Problem statement: Output every one of the rows below as a Markdown table with two columns, Row and Text. Number each row in order, and leave out any blank lines.

Recorded data:
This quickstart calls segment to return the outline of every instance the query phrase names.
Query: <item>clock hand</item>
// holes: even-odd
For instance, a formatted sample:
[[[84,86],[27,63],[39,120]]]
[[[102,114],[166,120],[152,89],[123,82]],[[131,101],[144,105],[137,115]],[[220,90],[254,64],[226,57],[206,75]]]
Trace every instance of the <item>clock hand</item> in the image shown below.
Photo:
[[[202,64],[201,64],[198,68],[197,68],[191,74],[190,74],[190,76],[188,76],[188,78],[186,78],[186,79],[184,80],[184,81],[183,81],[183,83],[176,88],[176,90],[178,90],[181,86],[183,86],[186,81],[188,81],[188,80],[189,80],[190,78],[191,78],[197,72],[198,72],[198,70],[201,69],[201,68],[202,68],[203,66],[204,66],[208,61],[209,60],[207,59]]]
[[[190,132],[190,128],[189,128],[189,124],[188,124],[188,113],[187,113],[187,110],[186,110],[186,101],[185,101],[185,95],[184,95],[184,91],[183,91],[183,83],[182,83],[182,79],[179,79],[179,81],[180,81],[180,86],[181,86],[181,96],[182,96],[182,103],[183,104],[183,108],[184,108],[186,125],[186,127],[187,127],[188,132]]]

Task output:
| Row | Text |
|---|---|
| 1 | This quickstart calls segment to return the outline of every instance the query phrase names. |
| 2 | Query: <item>clock hand</item> |
| 3 | // holes: even-odd |
| 4 | For instance, a formatted sample: |
| 5 | [[[84,86],[27,63],[39,120]]] |
| 6 | [[[102,114],[166,120],[152,89],[123,82]],[[131,101],[144,105],[137,115]],[[220,90],[254,64],[226,57],[206,75]]] |
| 7 | Trace every instance of the <item>clock hand</item> in the image shown below. |
| 8 | Photo: |
| 9 | [[[202,64],[201,64],[198,68],[197,68],[191,74],[190,74],[190,76],[188,76],[188,78],[186,78],[186,79],[184,80],[184,81],[183,81],[183,83],[176,88],[176,90],[178,90],[181,86],[183,86],[186,81],[188,81],[188,80],[189,80],[190,78],[191,78],[197,72],[198,72],[198,70],[201,69],[201,68],[202,68],[203,66],[204,66],[208,61],[209,60],[207,59]]] |
| 10 | [[[190,132],[190,128],[189,128],[189,124],[188,124],[188,113],[187,113],[187,110],[186,110],[186,101],[185,101],[185,95],[184,95],[184,91],[183,91],[183,83],[182,83],[182,79],[179,79],[179,81],[180,81],[180,86],[181,86],[181,96],[182,96],[182,103],[183,104],[183,108],[184,108],[186,125],[186,127],[187,127],[188,132]]] |